→ O que fazer:
Reproduz sem alterações tudo o que, na notícia sobre o bebé nascido de uma mãe em morte cerebral, vai desde "Ministério Público assegurou" até "para a mãe.".

“Esta mãe foi uma incubadora viva. Doou o corpo ao seu filho”. Foi desta forma que Gonçalo Cordeiro Ferreira, responsável pela comissão de ética do Centro Hospitalar Lisboa Central, descreveu o milagre que viveram na instituição nos últimos meses e homenageou a mulher de 37 anos que já não pode conhecer o filho. O ambiente continua a ser de muita emoção entre os médicos e enfermeiros da MAC e do Hospital de S. José que ao longo das últimas 15 semanas acompanharam a gravidez de uma mulher a quem foi declarada a morte cerebral no dia 20 de Fevereiro. O bebé nasceu ontem à tarde de cesariana. Esta manhã, numa conferência de imprensa no Hospital de S. José, em Lisboa, a equipa explicou que a mulher de 37 anos foi desligada das máquinas logo após o parto e o corpo foi entregue à família.
O recém-nascido, com 32 semanas e 2,350 kg, foi transferido para a Unidade de Cuidados Intensivos Neonatais da Maternidade Alfredo da Costa. Ainda não respira sozinho, pelo que está numa incubadora. Os médicos indicaram que se estável e não há indícios de más formações. “Estamos numa viagem. Há todo um percurso a percorrer ainda”, disse a neonatologista da MAC Teresa Tomé.
Como qualquer prematuro, a criança deverá permanecer internada até às 35 semanas. Outro critério para alta hospitalar de um recém-nascido é ter atingido 1,800 kg, sendo que o peso do bebé já não é neste momento uma preocupação para a equipa. Terá de conseguir respirar sem ventilação e alimentar-se com autonomia para ir para casa com a família.
Ministério Público assegurou tutela mas família manifestou vontade de ficar com a criança
A equipa do Centro Hospitalar Lisboa Central explicou que o Ministério Público foi chamado a intervir desde o primeiro momento, ao abrigo da lei de proteção de crianças e jovens em risco. Quando foi estabelecida a morte cerebral, foi de imediato declarado o óbito e foi decidido manter a mulher em suporte de vida avançado como aconteceria numa situação de doação de órgãos. Foi nessa primeira avaliação que os médicos perceberam que o feto, na altura nas 17 semanas de gestação, continuava com bons sinais vitais e aparentemente não sofrera um impacto da falência cerebral que acabou por ser fatal para a mãe.
Gonçalo Cordeiro Ferreira, responsável pela comissão de ética do centro hospitalar, explica que nestas situações, e uma vez que já tinha passado o tempo legal para uma interrupção da gravidez e a mãe manifestou sempre vontade de ter o filho, foi decidido prosseguir com a gestação.
A situação foi comunicada ao Ministério Público, que “aceitou tutelar a vida fetal” enquanto não houvesse uma tomada de posição por parte da família. Os responsáveis garantiram contudo que nunca houve qualquer objeção por parte dos familiares, a quem a criança será entregue após a alta. Do ponto de vista jurídico, contudo, foram estes os trâmites seguidos. “Uma criança não é propriedade dos pais”, lembrou Cordeiro Ferreira.
“A nossa preocupação era que a vida acontecesse e a vida aconteceu”, sublinhou Ana Escoval, presidente do Conselho de Administração do Centro Hospitalar Lisboa Central.

→ Dados de origem:

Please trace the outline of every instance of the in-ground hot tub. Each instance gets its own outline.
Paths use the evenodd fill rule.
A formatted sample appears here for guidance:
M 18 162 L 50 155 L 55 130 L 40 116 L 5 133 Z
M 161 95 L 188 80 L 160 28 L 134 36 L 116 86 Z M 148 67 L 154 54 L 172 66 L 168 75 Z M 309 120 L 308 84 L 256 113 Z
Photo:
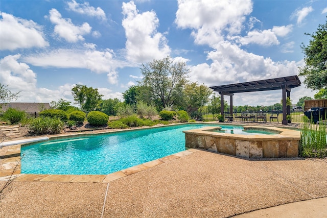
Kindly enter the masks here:
M 276 127 L 245 126 L 245 130 L 273 132 L 273 134 L 243 135 L 214 132 L 221 127 L 207 127 L 184 131 L 186 148 L 250 158 L 296 157 L 300 132 Z

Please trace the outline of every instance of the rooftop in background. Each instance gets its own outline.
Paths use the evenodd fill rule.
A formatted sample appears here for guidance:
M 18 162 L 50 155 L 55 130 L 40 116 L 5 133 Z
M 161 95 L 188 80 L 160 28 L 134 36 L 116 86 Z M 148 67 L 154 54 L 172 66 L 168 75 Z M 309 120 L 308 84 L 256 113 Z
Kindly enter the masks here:
M 8 108 L 15 108 L 29 112 L 39 112 L 45 109 L 50 109 L 50 103 L 1 103 L 2 111 L 6 111 Z
M 288 86 L 290 88 L 295 88 L 301 85 L 301 81 L 297 76 L 295 75 L 256 81 L 211 86 L 210 88 L 214 89 L 214 91 L 220 93 L 241 93 L 282 89 L 282 87 L 284 85 Z

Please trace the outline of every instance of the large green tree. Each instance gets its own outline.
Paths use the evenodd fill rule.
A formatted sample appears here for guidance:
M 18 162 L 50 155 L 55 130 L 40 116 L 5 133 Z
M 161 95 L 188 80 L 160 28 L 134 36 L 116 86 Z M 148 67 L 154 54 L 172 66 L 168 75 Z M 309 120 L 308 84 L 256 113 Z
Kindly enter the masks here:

→ Resultado abaixo:
Ministério Público assegurou tutela mas família manifestou vontade de ficar com a criança
A equipa do Centro Hospitalar Lisboa Central explicou que o Ministério Público foi chamado a intervir desde o primeiro momento, ao abrigo da lei de proteção de crianças e jovens em risco. Quando foi estabelecida a morte cerebral, foi de imediato declarado o óbito e foi decidido manter a mulher em suporte de vida avançado como aconteceria numa situação de doação de órgãos. Foi nessa primeira avaliação que os médicos perceberam que o feto, na altura nas 17 semanas de gestação, continuava com bons sinais vitais e aparentemente não sofrera um impacto da falência cerebral que acabou por ser fatal para a mãe.